■ **THE PROBLEM**: The data must be given again in full, with no line altered.

■ **MATERIAL SUPPLIED**:
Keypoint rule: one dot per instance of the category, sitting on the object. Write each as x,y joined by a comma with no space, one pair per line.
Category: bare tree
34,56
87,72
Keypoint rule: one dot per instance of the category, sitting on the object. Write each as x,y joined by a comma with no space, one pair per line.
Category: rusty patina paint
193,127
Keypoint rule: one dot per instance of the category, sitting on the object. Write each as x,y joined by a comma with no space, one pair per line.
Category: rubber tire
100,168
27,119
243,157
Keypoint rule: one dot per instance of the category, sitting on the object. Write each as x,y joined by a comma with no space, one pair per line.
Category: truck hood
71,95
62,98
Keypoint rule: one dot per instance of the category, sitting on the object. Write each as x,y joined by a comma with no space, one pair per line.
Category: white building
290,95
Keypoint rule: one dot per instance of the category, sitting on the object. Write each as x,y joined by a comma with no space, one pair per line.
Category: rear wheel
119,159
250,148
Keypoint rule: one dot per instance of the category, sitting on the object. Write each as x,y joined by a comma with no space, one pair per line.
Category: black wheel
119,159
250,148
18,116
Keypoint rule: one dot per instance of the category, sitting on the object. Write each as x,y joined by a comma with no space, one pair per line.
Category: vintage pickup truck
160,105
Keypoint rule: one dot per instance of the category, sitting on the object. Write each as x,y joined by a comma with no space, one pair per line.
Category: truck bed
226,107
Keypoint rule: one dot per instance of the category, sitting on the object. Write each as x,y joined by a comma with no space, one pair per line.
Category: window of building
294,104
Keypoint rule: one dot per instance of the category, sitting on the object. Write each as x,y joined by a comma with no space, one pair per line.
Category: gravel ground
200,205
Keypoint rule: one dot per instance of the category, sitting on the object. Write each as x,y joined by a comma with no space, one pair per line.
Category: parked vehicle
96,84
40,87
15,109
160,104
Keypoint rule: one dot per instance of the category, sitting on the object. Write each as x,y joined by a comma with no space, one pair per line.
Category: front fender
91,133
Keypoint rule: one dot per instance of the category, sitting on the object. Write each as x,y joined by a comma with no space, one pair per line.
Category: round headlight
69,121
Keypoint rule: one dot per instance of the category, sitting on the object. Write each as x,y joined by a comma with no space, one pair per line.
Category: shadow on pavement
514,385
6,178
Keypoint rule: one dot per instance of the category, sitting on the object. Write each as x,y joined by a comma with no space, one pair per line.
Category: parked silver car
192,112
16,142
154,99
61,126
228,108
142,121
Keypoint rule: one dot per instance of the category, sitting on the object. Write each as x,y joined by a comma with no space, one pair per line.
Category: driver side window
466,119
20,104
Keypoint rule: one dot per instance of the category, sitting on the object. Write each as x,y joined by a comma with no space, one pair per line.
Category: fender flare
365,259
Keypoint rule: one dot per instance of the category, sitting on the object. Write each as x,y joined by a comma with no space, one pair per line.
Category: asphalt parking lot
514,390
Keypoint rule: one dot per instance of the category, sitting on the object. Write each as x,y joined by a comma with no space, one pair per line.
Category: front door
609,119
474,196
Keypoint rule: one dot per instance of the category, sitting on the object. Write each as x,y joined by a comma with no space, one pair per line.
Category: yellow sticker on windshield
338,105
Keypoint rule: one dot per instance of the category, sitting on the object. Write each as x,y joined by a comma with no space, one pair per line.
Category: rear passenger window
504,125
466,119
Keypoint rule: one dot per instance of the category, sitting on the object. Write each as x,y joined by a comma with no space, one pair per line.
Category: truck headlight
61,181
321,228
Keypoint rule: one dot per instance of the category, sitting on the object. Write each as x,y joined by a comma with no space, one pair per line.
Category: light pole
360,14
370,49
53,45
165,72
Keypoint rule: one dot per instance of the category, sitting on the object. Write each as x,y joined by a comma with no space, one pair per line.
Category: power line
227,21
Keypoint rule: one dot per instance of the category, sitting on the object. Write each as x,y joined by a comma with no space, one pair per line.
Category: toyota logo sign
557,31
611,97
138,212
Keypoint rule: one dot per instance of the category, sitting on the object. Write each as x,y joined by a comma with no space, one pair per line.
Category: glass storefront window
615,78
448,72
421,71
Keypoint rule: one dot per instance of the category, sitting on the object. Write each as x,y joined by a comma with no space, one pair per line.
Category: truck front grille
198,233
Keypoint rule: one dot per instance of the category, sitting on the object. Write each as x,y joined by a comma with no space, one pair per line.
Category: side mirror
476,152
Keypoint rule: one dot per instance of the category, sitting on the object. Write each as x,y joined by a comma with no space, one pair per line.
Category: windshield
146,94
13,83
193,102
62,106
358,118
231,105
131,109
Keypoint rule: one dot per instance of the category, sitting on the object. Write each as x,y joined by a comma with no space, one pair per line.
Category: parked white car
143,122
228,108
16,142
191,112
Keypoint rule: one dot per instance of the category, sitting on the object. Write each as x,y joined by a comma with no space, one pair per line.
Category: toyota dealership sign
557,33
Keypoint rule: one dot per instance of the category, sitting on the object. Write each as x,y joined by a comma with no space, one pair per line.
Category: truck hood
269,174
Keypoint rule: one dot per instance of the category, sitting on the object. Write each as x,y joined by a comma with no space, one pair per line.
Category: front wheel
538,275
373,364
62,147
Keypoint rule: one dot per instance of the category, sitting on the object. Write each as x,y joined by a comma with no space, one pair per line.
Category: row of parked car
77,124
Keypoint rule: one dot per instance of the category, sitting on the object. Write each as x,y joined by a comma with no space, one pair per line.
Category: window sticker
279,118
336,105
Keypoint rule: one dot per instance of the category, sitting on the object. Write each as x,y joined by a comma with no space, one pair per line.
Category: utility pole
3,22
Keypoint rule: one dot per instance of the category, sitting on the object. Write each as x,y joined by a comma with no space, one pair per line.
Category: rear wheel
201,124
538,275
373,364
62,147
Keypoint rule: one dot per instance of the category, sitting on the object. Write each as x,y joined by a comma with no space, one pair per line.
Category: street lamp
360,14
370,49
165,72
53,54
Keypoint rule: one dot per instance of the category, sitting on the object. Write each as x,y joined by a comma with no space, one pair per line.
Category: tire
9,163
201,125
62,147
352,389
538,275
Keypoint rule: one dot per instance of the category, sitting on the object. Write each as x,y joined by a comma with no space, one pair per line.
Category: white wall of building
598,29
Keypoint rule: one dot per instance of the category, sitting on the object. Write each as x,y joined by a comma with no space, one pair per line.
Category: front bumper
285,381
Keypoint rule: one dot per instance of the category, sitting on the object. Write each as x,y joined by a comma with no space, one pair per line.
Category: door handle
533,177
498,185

■ **RESPONSE**:
Keypoint rule: one dot per instance of the category, sitting on the object. Write each as x,y joined by a comma with no space, one pair per line.
Category: bare tree
34,56
87,72
Keypoint rule: one dot per instance of the category, sitting on the object. Write each as x,y joined by a comma with no space, one pair per line.
Category: rusty patina paint
193,127
Keypoint rule: one dot per instance of the category, sitting on the object. Write each as x,y joined by a comma with no space, one pair per line.
Category: rubber tire
100,168
27,119
243,157
Keypoint rule: one dot per instance of the category, sitting on the object. Write each as x,y joined by a comma with no space, one pair per line.
Category: truck hood
71,95
62,98
Keypoint rule: one dot per instance of the category, sitting on the object. Write each as x,y joined by a comma with no space, one pair per line.
Category: white building
290,95
Keypoint rule: one dot per instance of the category, sitting on the object. Write each as x,y joined by a comma with no space, one pair per line.
Category: rear wheel
119,159
250,148
Keypoint rule: one dot per instance of the category, sitting on the object. Write each as x,y joined by a comma with no space, one pair per line.
Category: black wheel
119,159
250,148
18,116
Keypoint rule: one dot per instance of the category, sitting on the object. Write each as x,y joined by a comma with no space, one pair per line.
Category: vintage pickup truck
160,105
Keypoint rule: one dot per instance of the category, sitting on the object. Write each as x,y joined by a comma with no space, one pair per line.
Category: truck bed
226,107
Keypoint rule: one dot per instance of the category, sitting on the object. Write each as x,y joined by a comma with no space, one pair per line.
Category: window of building
294,104
Keypoint rule: one dot per instance of the category, sitting on the object. Write each as x,y joined by a comma with no space, one pair per line.
Category: gravel ground
200,205
Keypoint rule: one dot per instance of the category, sitting on the object. Write each as x,y joined by a comma with no space, one pair per line.
Category: parked vehicle
96,84
40,87
15,109
160,104
Keypoint rule: one dot per instance of the category, sitting on the object. Write each as x,y joined by a comma with no space, one pair per line.
Category: front fender
91,133
Keypoint rule: one dot per instance of the category, sitting on the object. Write each as x,y joined by a comma with no space, one pair per line.
Category: round headlight
69,121
Keypoint rule: one dot per instance of the category, sitting on the object. Write each as x,y joined by a comma with no space, one pair per line.
Category: shadow on pavement
514,385
6,178
Keypoint rule: one dot per instance of the category, sitting on the object. Write each as x,y joined by a comma with no space, one pair per line.
Category: parked silver car
192,112
16,142
154,99
61,126
228,108
142,121
Keypoint rule: one dot per instance of the category, sitting on the object. Write each as x,y joined by a comma with no space, one pair per line.
Category: driver side window
466,119
20,104
Keypoint rule: one dot per instance of the category, sitting on the object. Write each as x,y joined by a comma with no space, one pair per line.
Category: fender flare
365,259
Keypoint rule: one dot per instance of the category, sitting on the object. Write each as x,y joined by a comma with no space, one pair per line.
Category: asphalt parking lot
514,390
Keypoint rule: one dot per instance of the category, sitting on the object. Write each as x,y joined by a comma with no space, one pair per line.
Category: front door
609,119
474,196
Keypoint rule: one dot per instance of the category, sitting on the object. Write each as x,y joined by a comma with no space, one pair per line.
Category: yellow sticker on windshield
338,105
Keypoint rule: one dot per instance of the category, sitting on the object. Write each as x,y joined by a comma with no space, one pair per line.
Category: rear passenger window
504,125
466,119
Keypoint rule: one dot per instance of the category, sitting on the object. Write each as x,y joined by a comma with no space, one pair per line.
Category: truck headlight
61,181
321,228
Keypoint rule: one dot per instance of the category, sitting on the object. Write each as x,y joined by a comma with no space, one pair per line.
Category: light pole
360,14
370,49
53,45
165,72
Keypoint rule: one dot per instance of the category, sitting on the object. Write each as x,y joined by a comma with no space, one pair per line.
Category: power line
227,21
Keypoint rule: one dot per instance of the category, sitting on the object. Write each as x,y joined by a comma with no space, one pair per line.
Category: toyota logo sign
557,31
611,97
138,212
Keypoint rule: one dot per instance of the category, sitting on the object. Write each as x,y joined by a comma with no space, one pair per line.
Category: glass storefront window
615,78
448,72
421,71
Keypoint rule: one dot per instance of the category, sitting on the object. Write each as x,y joined by a comma with no space, one pair per line.
Category: truck front grille
198,233
Keypoint rule: one dot per instance of the category, sitting on the object. Write each as x,y joined by a comma with no space, one pair per line.
Category: side mirror
476,152
Keypoint rule: one dot per instance of the category, sitting on the object. Write each as x,y joined by a comma with no space, one pair per line.
Category: windshield
146,94
13,83
193,102
62,106
358,118
231,105
131,109
Keypoint rule: one dot per instance of the category, sitting on the object. Write each as x,y joined by a comma with no space, one pair per line.
Category: parked white car
143,122
228,108
16,142
191,112
Keypoint rule: one dot per instance of the category, sitting on the object. Write each as x,y joined by a comma with no space, one pair per line.
Category: toyota dealership sign
557,33
Keypoint rule: one dot per instance of the category, sitting on the object. Write each as x,y joined by a comma with no space, one pair per line.
Category: truck hood
269,174
Keypoint rule: one dot per instance of the category, sitting on the object. Write each as x,y joined by a comma with no space, one pair per line.
Category: front wheel
538,275
373,364
62,147
Keypoint rule: one dot per instance of the category, sitting on the object. Write each as x,y joined by a comma with no space, one pair per line.
Category: row of parked car
77,124
Keypoint rule: one dot per instance of the category, sitting on the object. Write each as x,y joined by a comma with no space, one pair per line.
Category: window sticker
279,118
336,105
Keypoint rule: one dot per instance of the category, sitting on the object. Write each as x,y joined by a comma with no space, one pair per line.
Category: utility pole
3,22
Keypoint rule: one dot per instance of the category, sitting on the object. Write each as x,y joined by a comma with no space, one pair per line.
Category: rear wheel
201,124
538,275
373,364
62,147
Keypoint rule: one dot per instance of the category, sitting on the object. Write each as x,y joined by a comma with no space, one pair per line.
Category: street lamp
360,14
370,49
165,72
53,54
Keypoint rule: one dot per instance of the category, sitting on the object. Write each as x,y joined by a comma with no space, one pair per line.
Category: tire
9,163
201,125
62,147
352,389
538,275
Keypoint rule: one dot per instance of the category, sitting on the object. Write each as x,y joined by a comma with no space, one pair per line.
Category: white wall of building
598,29
Keypoint rule: one dot per instance of the category, sitting on the object. Write each as x,y joined by a comma with no space, one pair per line.
Category: front bumper
285,381
Keypoint rule: one dot per instance of the category, sitting on the object. Write each as x,y joined by a comma with no space, one pair per line.
Category: door handle
533,177
498,185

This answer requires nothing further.